* _Provided passage_:

┌──

Role of multisensory integration in facial emotion understanding; developmental and neuropsychological approaches – INTERFACE
This project will include three main tasks. The first task will hold on healthy adults. The main objective is to understand in a finer way how and at which level olfaction affects cognitive processes. The second task will include infant’s studies. The purpose here will be to see whether infants can associate odour-induced feelings and facial expressions and, in case of positive answer to this first question, at which age. Finally, in the third task, we will study schizophrenic patients, who are known to have both a deficit in facial expression recognition and a deficit in expressiveness (i.e., flat affect). This approach, coupling cognitive psychology, developmental psychology, ethology and neuropsychology, will allow a better apprehension of processes going on during inter-sensory integration and facial emotion recognition/understanding by confronting human cognitive and emotional processes at different stages: either mature, under acquisition, or altered.
The main results, at this time, is in infancy. Recognition of emotional facial expressions in a multi-sensory way is a crucial skill for adaptive behavior and investigating its cognitive development is still a topic which receives a lot of attention. At 5- to 7- months, infants look longer to a dynamic angry/happy face, which emotionally matches a vocal expression, indicating that they are able to match stimulation conveyed by distinct modalities on their emotional content. Such abilities have been showed as early as 3.5 months with highly familiar stimuli (e.g. the mother’s face and voice). As the emotional prosody, odors are also good candidates to convey emotional information, based on their hedonic value, to arouse emotions/feelings and to elicit specific facial expression. In the first study, olfaction-vision matching abilities was assessed across different age groups (3-mo, 5-mo and 7-months), using dynamic expressive faces (happy vs. disgusted) and distinct hedonic olfactory contexts (pleasant, unpleasant and control) through the visual-preference paradigm. Results indicated shifting patterns between 3 and 7 months. Interaction between odor and face emotion was revealed for the 3-months group only: they were capable of matching odor and expressive face according to the emotional content. Effect of face expression was found in the 5-mo group with a preference for disgust faces than happy faces, whereas no more effects were found for the eldest group.
For task 2 (multisensory integration and the development of facial expression recognition in infancy), the main objective will be to investigate further how, and from which age, the olfactory context influences the recognition of facial emotions. In an experiment , we are studying whether the olfactory context elicits an infant’s expectations for specific facial actions in neutral static expressions. In another experiment, we are studying whether infants are able to integrate the emotional states of their mother from stress-elicited body odours, and if they express expectations for specific facial information.
In task 3 (multisensory integration and the deficit of facial expression recognition in schizophrenia), the perspective will be to assess whether the deficit of facial expressiveness in schizophrenia may influence both the categorical perception of facial expression and the contextual effect of olfactory stimulations. More generally, the hypothesis of the involvement of a mirror system supposed that their lack of facial expressiveness will decrease their facial reactions to odors and, consequently, lower the potential influence of this context. These patterns should be correlated with the deficit in facial expressiveness. However, one may also predict that schizophrenic patients will exhibit an enhanced reactivity to the olfactory context, exhibiting a specific pattern of biases compared to healthy controls; in a previous study, we have shown that categorical boundaries of facial expression are less well defined in schizophrenic patients than in controls, with increased number of intrusions in the patients (i.e., the schizophrenic patients more frequently perceived an expression that was not used in the continuum; Vernet, Baudouin, & Franck, 2008). The higher sensitivity to intrusions in schizophrenic patients may favor the emergence of effects from the olfactory context. Thus, the aim of task 3 will be to test further these hypotheses.

└──

* _Supplied material_:
┌──

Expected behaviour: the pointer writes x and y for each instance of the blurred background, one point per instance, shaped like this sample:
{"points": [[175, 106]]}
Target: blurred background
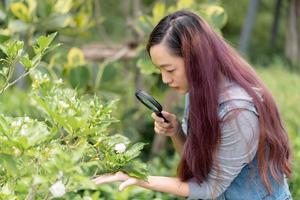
{"points": [[103, 52]]}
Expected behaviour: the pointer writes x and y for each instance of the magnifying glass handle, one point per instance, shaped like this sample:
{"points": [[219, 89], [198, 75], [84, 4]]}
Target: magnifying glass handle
{"points": [[160, 115]]}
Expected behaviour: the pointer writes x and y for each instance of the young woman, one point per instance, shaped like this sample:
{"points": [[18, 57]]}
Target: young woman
{"points": [[232, 141]]}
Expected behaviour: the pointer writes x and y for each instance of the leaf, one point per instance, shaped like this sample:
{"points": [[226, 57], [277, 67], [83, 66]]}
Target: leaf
{"points": [[216, 15], [3, 80], [12, 48], [134, 150], [79, 77], [20, 10], [75, 57], [32, 5], [45, 41], [17, 26], [8, 163], [147, 67], [26, 61]]}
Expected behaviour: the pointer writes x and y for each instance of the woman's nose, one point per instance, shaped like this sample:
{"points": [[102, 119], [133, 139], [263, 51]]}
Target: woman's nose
{"points": [[166, 78]]}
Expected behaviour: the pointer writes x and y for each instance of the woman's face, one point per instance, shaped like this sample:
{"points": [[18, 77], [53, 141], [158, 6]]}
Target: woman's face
{"points": [[171, 67]]}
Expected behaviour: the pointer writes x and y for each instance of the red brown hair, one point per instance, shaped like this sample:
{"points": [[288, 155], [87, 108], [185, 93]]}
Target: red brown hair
{"points": [[206, 54]]}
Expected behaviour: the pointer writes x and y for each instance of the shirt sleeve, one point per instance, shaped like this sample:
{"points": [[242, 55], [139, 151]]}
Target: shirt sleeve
{"points": [[239, 142]]}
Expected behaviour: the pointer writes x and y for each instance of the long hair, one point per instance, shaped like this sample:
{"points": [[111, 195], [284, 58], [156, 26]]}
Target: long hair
{"points": [[206, 54]]}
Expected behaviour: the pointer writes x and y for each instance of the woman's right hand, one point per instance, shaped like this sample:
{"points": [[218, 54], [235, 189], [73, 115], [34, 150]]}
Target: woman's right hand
{"points": [[170, 128]]}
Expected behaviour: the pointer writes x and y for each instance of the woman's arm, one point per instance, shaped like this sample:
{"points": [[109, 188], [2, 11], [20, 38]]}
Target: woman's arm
{"points": [[171, 185], [178, 141]]}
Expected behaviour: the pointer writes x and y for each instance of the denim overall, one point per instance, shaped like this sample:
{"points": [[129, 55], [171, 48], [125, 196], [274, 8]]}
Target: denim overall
{"points": [[247, 185]]}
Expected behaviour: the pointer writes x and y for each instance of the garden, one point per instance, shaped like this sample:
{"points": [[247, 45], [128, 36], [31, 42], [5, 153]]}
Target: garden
{"points": [[68, 73]]}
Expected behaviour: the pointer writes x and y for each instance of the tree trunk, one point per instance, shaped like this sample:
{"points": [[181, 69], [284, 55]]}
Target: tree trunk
{"points": [[160, 141], [248, 24], [292, 49], [276, 18]]}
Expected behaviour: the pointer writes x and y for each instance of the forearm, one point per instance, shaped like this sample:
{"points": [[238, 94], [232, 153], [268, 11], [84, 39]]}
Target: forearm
{"points": [[171, 185], [178, 141]]}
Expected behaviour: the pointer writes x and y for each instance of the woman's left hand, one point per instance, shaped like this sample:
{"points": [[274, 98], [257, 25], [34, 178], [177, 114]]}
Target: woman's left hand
{"points": [[119, 176]]}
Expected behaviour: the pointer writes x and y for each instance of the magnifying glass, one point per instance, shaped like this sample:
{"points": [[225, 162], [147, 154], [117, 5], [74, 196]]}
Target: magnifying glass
{"points": [[150, 103]]}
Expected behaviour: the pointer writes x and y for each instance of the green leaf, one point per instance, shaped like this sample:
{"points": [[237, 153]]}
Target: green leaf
{"points": [[8, 162], [12, 48], [45, 41], [17, 26], [147, 67], [134, 151], [79, 77], [3, 80], [26, 61], [217, 16], [20, 10], [75, 57]]}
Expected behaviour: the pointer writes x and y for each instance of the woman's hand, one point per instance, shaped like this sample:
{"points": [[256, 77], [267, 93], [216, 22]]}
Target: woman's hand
{"points": [[117, 177], [172, 128]]}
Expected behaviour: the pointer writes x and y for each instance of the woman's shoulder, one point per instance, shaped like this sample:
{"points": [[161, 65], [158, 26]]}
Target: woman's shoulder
{"points": [[233, 97]]}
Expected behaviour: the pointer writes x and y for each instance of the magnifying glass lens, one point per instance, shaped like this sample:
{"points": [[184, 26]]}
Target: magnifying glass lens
{"points": [[150, 102]]}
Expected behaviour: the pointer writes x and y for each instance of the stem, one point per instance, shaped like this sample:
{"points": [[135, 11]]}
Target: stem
{"points": [[111, 59], [16, 80], [31, 194]]}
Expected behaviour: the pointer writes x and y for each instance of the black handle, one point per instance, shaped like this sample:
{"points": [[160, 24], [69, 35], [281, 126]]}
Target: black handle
{"points": [[160, 115]]}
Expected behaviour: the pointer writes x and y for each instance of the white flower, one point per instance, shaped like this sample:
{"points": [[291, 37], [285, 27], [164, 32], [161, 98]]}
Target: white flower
{"points": [[24, 131], [57, 189], [26, 119], [60, 175], [16, 123], [120, 148], [62, 104]]}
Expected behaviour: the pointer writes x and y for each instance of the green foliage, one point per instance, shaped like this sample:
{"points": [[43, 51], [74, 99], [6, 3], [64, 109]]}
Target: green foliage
{"points": [[284, 86], [13, 53], [72, 144], [210, 10]]}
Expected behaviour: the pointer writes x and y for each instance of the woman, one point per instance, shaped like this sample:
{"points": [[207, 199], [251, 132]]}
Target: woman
{"points": [[232, 141]]}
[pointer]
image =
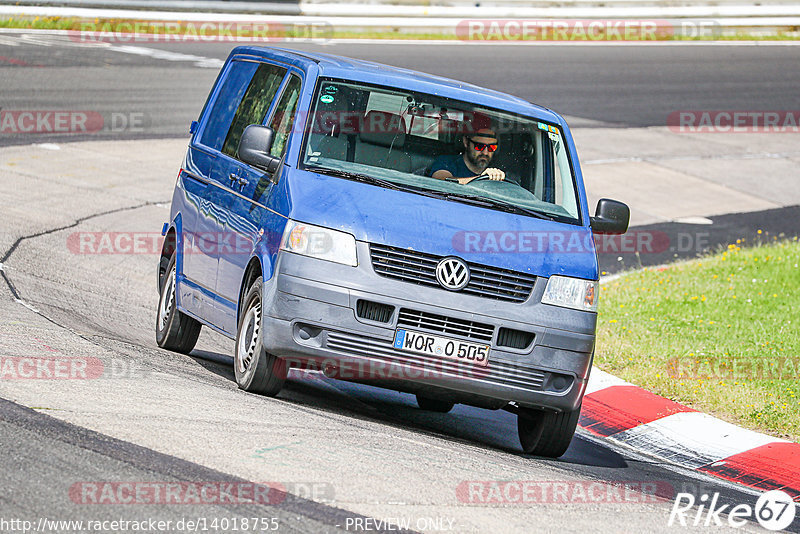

└──

* _What you should do_: According to the project description, which infant age group matched odor and expressive face by emotional content? The data has no connection to the project description.

* _Response area_: The 3-month-old group.